-------- EXERCISE MATERIALS
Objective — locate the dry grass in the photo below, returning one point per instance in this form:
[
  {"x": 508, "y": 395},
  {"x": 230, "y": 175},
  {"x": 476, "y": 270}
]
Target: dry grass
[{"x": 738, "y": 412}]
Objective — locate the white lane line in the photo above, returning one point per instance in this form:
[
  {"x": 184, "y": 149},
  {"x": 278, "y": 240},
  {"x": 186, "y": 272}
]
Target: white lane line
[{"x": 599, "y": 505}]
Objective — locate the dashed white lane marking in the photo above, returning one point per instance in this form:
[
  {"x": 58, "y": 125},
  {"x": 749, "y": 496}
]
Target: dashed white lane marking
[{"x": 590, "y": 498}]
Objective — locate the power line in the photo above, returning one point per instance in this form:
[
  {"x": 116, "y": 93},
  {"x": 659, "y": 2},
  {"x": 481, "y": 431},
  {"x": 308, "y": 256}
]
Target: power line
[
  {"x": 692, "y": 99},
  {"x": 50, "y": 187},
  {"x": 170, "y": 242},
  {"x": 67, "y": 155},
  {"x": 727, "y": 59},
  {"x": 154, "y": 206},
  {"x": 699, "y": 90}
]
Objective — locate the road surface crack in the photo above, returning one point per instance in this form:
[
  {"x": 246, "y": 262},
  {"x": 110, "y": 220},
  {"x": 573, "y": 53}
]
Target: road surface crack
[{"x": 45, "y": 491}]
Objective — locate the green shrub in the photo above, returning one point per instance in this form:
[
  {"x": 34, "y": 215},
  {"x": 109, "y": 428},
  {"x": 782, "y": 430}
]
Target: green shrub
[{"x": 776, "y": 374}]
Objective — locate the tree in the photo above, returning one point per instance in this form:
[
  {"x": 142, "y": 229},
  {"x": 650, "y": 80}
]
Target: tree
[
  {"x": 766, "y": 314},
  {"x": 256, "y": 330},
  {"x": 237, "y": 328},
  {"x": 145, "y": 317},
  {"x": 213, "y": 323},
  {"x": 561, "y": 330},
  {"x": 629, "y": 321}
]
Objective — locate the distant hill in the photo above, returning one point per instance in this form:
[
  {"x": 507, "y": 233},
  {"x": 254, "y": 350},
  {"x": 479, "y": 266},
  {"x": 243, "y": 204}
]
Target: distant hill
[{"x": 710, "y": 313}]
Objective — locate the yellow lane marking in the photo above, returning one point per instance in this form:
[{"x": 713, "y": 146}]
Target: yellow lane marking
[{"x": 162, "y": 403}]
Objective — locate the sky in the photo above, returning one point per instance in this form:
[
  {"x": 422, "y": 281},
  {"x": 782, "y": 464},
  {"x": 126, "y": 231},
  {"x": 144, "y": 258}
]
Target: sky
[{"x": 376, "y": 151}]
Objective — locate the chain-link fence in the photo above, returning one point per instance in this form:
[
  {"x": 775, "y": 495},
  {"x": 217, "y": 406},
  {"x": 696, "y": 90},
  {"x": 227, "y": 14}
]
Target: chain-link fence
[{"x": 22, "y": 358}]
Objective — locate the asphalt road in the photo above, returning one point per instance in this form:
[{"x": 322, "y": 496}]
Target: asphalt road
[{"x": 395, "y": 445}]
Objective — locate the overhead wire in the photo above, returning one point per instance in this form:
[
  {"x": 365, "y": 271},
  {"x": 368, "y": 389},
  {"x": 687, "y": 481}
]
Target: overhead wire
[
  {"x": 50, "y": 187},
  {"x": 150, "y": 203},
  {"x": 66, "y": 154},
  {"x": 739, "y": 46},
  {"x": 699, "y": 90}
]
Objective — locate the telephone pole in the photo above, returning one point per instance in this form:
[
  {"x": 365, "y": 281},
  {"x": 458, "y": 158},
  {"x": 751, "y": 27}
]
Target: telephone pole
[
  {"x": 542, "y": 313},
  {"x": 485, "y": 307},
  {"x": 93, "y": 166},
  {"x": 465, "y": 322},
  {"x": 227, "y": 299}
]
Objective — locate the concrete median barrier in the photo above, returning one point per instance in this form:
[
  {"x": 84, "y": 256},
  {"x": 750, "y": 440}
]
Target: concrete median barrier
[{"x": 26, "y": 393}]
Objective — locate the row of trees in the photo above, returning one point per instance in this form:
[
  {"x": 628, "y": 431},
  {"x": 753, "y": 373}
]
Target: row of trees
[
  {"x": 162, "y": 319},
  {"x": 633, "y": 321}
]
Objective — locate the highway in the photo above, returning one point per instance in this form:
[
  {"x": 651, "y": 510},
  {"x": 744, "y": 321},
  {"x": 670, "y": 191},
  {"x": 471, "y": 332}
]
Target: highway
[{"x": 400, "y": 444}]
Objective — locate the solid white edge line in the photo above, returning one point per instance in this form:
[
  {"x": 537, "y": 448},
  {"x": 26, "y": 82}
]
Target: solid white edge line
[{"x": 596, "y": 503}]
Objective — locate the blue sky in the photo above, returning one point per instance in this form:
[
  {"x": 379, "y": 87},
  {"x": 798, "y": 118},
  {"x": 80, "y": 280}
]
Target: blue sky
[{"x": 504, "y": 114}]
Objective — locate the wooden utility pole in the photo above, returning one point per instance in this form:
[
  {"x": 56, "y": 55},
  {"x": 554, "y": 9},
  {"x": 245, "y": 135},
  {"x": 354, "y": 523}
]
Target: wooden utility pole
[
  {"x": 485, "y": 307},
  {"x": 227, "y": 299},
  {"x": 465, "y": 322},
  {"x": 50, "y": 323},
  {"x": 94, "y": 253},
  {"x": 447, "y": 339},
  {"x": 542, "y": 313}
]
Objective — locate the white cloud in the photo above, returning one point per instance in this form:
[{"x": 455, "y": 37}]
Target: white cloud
----------------
_PROMPT_:
Retype all of the data exactly. Leave nothing out.

_ANSWER TO THE EXERCISE_:
Objective — locate the dry grass in the photo below, returning one point per instance in this form:
[
  {"x": 508, "y": 395},
  {"x": 230, "y": 175},
  {"x": 476, "y": 270}
]
Target: dry grass
[{"x": 738, "y": 412}]
Objective — locate the white lane line in the photo above, returning one point per instance in this form:
[
  {"x": 184, "y": 149},
  {"x": 278, "y": 240},
  {"x": 186, "y": 272}
]
Target: white lane line
[{"x": 599, "y": 505}]
Objective — locate the dashed white lane marking in the photo above, returning one point per instance in this form:
[
  {"x": 58, "y": 125},
  {"x": 749, "y": 496}
]
Target: dashed white lane marking
[{"x": 590, "y": 498}]
Objective — locate the power line in the photo above, returning one point per instance in this form:
[
  {"x": 116, "y": 93},
  {"x": 659, "y": 2},
  {"x": 481, "y": 431},
  {"x": 308, "y": 256}
]
Target: power line
[
  {"x": 692, "y": 99},
  {"x": 50, "y": 187},
  {"x": 170, "y": 242},
  {"x": 67, "y": 155},
  {"x": 727, "y": 59},
  {"x": 154, "y": 206},
  {"x": 699, "y": 90}
]
Objective — locate the road surface crack in the photo above, returning one point per instance in this form:
[
  {"x": 246, "y": 262},
  {"x": 110, "y": 220},
  {"x": 573, "y": 53}
]
Target: road surface crack
[{"x": 45, "y": 491}]
Objective — locate the green shrub in the photo above, returning one point per instance in this form:
[
  {"x": 34, "y": 215},
  {"x": 109, "y": 428},
  {"x": 782, "y": 430}
]
Target: green shrub
[{"x": 776, "y": 374}]
Objective — locate the tree in the photo above, returning one point per instance in this form:
[
  {"x": 142, "y": 229},
  {"x": 650, "y": 80}
]
Target: tree
[
  {"x": 766, "y": 314},
  {"x": 256, "y": 330},
  {"x": 237, "y": 328},
  {"x": 145, "y": 317},
  {"x": 213, "y": 323},
  {"x": 561, "y": 330},
  {"x": 629, "y": 321}
]
Objective — locate the distant hill in the photo above, returning one point per instance in this form:
[
  {"x": 507, "y": 233},
  {"x": 254, "y": 350},
  {"x": 479, "y": 266},
  {"x": 243, "y": 204}
]
Target: distant hill
[{"x": 710, "y": 313}]
Objective — locate the yellow lane marking in the photo above, returning one point per instance in this form:
[{"x": 713, "y": 146}]
Target: yellow lane marking
[{"x": 162, "y": 403}]
Objective — locate the sky in the photo above, returning one point per instance in this form:
[
  {"x": 422, "y": 281},
  {"x": 782, "y": 464},
  {"x": 126, "y": 231},
  {"x": 144, "y": 258}
]
Target: sky
[{"x": 376, "y": 151}]
Objective — locate the chain-link fence in the photo above, returning one point per instance in this form:
[
  {"x": 775, "y": 495},
  {"x": 217, "y": 406},
  {"x": 696, "y": 90},
  {"x": 227, "y": 14}
]
Target: chain-link fence
[{"x": 22, "y": 358}]
Objective — locate the asphalt road in the photo above, returning one point per instance in this form:
[{"x": 322, "y": 496}]
Target: asphalt road
[{"x": 395, "y": 445}]
Objective — locate the overhead wire in the photo above, returning one point per instance in this form:
[
  {"x": 365, "y": 271},
  {"x": 368, "y": 389},
  {"x": 687, "y": 481}
]
Target: overhead wire
[
  {"x": 50, "y": 187},
  {"x": 150, "y": 203},
  {"x": 66, "y": 154},
  {"x": 739, "y": 46},
  {"x": 699, "y": 90}
]
Objective — locate the telephone pole in the photo above, returning one point per instance in this form:
[
  {"x": 365, "y": 281},
  {"x": 458, "y": 158},
  {"x": 751, "y": 27}
]
Target: telephone pole
[
  {"x": 542, "y": 313},
  {"x": 485, "y": 307},
  {"x": 93, "y": 166},
  {"x": 465, "y": 322},
  {"x": 227, "y": 299}
]
Objective — locate the concrete median barrier in the photo above, returning one point per instance in this form:
[
  {"x": 84, "y": 256},
  {"x": 750, "y": 440}
]
Target: concrete median barrier
[{"x": 26, "y": 393}]
Objective — locate the row of trees in the photo above, returning one point per instance in this form:
[
  {"x": 628, "y": 431},
  {"x": 753, "y": 373}
]
Target: row of trees
[
  {"x": 162, "y": 319},
  {"x": 633, "y": 321}
]
Objective — locate the highway in the photo above, returning one point per instance in this form:
[
  {"x": 651, "y": 510},
  {"x": 744, "y": 321},
  {"x": 670, "y": 191},
  {"x": 471, "y": 332}
]
Target: highway
[{"x": 400, "y": 444}]
Objective — locate the solid white edge line in the photo above, returning one point per instance in this form:
[
  {"x": 537, "y": 448},
  {"x": 26, "y": 82}
]
Target: solid white edge line
[{"x": 596, "y": 503}]
Objective — locate the blue sky in the photo above, returning one point per instance in this form:
[
  {"x": 379, "y": 87},
  {"x": 798, "y": 118},
  {"x": 80, "y": 280}
]
Target: blue sky
[{"x": 504, "y": 114}]
Objective — locate the wooden utility pole in the photo above, returning one point per instance in this form:
[
  {"x": 56, "y": 55},
  {"x": 554, "y": 9},
  {"x": 245, "y": 135},
  {"x": 354, "y": 523}
]
Target: wooden utility pole
[
  {"x": 485, "y": 307},
  {"x": 227, "y": 299},
  {"x": 465, "y": 322},
  {"x": 50, "y": 323},
  {"x": 94, "y": 253},
  {"x": 447, "y": 339},
  {"x": 542, "y": 313}
]
Objective — locate the white cloud in the photo above, returning one point per instance in this form:
[{"x": 455, "y": 37}]
Target: white cloud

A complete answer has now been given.